Given request – Starting at the beginning of the items and ending at the line that contains "(419, 188), (441, 222)", render every line as a numbered list, and leave out any blank lines.

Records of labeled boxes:
## Begin

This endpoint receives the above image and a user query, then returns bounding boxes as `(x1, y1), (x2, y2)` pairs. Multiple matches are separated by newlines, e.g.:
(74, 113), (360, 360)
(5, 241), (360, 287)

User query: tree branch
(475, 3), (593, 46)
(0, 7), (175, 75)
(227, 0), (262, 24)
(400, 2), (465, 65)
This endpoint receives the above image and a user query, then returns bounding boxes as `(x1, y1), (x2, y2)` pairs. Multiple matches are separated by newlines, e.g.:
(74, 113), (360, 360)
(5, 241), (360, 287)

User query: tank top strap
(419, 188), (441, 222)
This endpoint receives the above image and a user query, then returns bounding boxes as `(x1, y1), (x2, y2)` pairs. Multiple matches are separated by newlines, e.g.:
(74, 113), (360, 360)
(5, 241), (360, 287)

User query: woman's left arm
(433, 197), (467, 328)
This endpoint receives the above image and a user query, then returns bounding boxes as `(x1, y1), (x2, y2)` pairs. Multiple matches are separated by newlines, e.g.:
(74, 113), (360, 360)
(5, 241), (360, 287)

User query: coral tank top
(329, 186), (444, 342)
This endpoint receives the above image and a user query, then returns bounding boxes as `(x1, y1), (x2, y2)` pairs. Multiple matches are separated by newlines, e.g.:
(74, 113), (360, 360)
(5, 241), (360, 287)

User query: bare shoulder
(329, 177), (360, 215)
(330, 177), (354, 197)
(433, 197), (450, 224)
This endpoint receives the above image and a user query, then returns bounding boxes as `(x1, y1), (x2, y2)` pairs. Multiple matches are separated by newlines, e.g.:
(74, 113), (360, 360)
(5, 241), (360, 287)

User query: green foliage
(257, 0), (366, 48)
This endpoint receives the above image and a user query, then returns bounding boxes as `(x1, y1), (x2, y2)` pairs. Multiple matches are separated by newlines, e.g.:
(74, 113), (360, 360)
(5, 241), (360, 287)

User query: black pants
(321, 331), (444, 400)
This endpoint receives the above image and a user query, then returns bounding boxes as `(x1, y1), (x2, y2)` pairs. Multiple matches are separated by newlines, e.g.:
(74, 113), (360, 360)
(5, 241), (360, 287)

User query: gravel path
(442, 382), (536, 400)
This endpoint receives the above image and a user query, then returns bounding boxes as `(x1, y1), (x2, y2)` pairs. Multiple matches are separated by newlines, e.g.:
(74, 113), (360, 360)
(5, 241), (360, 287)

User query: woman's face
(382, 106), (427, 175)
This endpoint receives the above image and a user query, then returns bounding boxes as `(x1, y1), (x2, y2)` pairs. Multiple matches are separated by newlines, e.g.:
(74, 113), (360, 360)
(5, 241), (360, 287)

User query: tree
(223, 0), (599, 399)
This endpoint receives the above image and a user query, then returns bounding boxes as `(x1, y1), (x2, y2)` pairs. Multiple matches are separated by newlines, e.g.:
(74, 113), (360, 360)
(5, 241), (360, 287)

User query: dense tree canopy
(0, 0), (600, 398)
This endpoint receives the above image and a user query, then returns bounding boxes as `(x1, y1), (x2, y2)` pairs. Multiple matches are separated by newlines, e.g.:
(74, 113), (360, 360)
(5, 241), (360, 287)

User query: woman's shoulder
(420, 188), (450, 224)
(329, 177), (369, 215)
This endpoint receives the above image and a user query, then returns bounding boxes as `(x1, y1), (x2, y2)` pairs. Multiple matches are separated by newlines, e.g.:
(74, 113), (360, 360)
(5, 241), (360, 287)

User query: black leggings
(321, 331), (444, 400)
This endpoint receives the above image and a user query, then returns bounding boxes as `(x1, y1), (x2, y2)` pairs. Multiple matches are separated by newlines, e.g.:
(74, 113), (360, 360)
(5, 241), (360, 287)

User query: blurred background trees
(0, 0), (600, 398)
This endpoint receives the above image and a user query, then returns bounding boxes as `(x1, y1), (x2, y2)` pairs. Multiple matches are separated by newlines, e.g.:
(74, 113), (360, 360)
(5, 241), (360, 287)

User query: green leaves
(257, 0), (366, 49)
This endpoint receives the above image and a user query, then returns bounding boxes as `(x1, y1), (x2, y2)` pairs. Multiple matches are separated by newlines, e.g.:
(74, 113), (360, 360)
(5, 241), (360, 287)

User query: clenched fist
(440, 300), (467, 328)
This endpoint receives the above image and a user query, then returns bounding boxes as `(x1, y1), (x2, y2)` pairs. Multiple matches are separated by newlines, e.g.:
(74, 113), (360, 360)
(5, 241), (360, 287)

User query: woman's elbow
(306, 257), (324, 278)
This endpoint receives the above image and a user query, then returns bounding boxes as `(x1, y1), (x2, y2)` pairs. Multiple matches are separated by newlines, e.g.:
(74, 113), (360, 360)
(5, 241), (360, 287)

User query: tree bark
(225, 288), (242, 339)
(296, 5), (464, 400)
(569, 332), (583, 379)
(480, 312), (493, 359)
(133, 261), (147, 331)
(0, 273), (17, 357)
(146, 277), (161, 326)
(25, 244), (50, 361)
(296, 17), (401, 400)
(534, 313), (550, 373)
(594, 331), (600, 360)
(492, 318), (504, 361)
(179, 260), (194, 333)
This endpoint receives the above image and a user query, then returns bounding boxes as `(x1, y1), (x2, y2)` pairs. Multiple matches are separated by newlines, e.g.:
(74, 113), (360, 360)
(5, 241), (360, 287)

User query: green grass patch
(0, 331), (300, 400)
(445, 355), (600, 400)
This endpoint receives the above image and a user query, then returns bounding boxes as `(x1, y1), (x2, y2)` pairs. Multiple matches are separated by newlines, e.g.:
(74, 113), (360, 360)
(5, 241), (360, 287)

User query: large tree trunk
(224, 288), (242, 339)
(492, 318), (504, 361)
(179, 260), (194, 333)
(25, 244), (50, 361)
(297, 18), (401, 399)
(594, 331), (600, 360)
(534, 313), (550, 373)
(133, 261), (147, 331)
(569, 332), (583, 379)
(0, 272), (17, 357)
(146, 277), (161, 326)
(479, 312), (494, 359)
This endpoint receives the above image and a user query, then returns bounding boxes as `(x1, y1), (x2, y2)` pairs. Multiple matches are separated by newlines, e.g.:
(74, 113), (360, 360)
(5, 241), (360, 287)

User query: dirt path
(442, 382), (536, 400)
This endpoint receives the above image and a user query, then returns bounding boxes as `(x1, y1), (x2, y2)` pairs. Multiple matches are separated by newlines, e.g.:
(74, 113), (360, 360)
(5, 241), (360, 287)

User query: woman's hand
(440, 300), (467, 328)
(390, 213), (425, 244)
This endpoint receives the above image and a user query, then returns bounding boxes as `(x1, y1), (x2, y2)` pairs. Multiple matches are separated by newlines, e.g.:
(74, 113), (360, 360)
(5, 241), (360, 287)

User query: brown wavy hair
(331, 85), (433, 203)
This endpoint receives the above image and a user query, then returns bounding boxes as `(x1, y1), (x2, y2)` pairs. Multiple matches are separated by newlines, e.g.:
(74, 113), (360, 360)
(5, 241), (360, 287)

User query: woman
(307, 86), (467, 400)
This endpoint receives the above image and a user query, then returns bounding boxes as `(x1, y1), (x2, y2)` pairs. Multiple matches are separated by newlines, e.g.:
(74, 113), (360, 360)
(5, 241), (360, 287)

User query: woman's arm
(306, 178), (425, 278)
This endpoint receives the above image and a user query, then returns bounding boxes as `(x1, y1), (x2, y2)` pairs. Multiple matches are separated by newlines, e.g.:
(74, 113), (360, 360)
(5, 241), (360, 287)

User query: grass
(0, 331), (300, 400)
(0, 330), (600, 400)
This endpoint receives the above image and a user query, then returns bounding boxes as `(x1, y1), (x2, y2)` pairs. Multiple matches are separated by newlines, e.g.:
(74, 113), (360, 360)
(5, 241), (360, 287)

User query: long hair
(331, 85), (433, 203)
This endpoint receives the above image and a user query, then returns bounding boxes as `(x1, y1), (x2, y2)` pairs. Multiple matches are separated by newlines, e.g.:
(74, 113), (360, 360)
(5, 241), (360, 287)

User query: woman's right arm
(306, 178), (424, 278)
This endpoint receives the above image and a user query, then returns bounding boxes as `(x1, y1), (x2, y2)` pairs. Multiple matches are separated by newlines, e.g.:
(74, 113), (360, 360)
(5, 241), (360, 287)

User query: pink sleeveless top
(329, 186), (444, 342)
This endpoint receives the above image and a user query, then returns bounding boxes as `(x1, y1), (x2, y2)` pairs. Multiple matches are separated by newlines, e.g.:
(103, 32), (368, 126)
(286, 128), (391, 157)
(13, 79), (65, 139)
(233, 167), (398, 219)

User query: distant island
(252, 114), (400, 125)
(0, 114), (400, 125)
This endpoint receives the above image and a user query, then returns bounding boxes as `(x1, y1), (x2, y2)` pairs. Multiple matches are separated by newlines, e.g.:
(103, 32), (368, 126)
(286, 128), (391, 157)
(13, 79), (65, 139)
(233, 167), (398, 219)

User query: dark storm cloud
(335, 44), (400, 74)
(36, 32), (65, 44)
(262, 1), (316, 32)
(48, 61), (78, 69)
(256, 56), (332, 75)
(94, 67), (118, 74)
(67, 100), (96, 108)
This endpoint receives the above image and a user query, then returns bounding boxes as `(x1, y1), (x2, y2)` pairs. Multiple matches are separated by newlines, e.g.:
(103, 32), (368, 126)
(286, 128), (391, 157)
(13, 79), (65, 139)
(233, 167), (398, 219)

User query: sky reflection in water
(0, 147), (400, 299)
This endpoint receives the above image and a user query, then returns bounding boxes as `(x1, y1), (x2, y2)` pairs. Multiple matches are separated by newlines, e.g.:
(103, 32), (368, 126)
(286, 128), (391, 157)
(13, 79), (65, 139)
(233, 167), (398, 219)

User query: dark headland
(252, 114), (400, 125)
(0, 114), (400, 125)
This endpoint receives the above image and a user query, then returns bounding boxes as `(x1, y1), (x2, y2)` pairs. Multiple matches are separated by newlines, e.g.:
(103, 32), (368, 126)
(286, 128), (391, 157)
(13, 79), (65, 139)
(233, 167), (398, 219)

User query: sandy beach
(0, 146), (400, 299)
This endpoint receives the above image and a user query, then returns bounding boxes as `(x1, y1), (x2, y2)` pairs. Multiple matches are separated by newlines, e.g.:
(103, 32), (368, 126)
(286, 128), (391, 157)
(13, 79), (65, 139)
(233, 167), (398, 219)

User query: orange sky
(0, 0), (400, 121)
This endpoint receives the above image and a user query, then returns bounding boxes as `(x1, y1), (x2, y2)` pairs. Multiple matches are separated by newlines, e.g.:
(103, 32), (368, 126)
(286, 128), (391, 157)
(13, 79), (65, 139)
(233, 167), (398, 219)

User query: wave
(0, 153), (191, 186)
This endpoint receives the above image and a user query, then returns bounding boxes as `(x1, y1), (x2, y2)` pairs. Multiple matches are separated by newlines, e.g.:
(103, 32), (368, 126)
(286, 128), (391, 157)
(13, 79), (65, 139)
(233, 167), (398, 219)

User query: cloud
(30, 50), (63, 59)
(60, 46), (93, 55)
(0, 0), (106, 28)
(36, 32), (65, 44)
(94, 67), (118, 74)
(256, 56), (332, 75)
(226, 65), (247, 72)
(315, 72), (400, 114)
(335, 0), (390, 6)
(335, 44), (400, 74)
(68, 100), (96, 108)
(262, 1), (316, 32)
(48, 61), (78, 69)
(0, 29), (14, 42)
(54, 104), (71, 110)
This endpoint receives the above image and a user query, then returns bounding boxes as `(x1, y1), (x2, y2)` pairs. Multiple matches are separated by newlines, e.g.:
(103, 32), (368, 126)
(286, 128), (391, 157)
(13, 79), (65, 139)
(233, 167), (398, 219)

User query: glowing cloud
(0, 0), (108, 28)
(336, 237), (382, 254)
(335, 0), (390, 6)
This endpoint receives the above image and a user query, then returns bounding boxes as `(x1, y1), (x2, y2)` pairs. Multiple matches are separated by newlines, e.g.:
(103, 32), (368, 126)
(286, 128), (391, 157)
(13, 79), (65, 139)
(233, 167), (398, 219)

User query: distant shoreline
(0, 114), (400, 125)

## End

Expected output –
1. This endpoint receives the above image and a user query, then returns bounding boxes as `(x1, y1), (x2, y2)` pairs. Multiple matches are separated by newlines, e.g.:
2. (74, 113), (360, 360)
3. (5, 241), (360, 287)
4. User query: tree branch
5. (475, 3), (593, 46)
6. (0, 7), (175, 75)
7. (227, 0), (262, 24)
8. (400, 2), (465, 65)
9. This endpoint receives the above image and a user query, then returns bounding boxes as `(x1, y1), (x2, y2)` pairs. Multiple matches are separated by newlines, e.g.:
10. (74, 113), (360, 360)
11. (5, 241), (360, 287)
12. User query: tank top strap
13. (419, 188), (441, 222)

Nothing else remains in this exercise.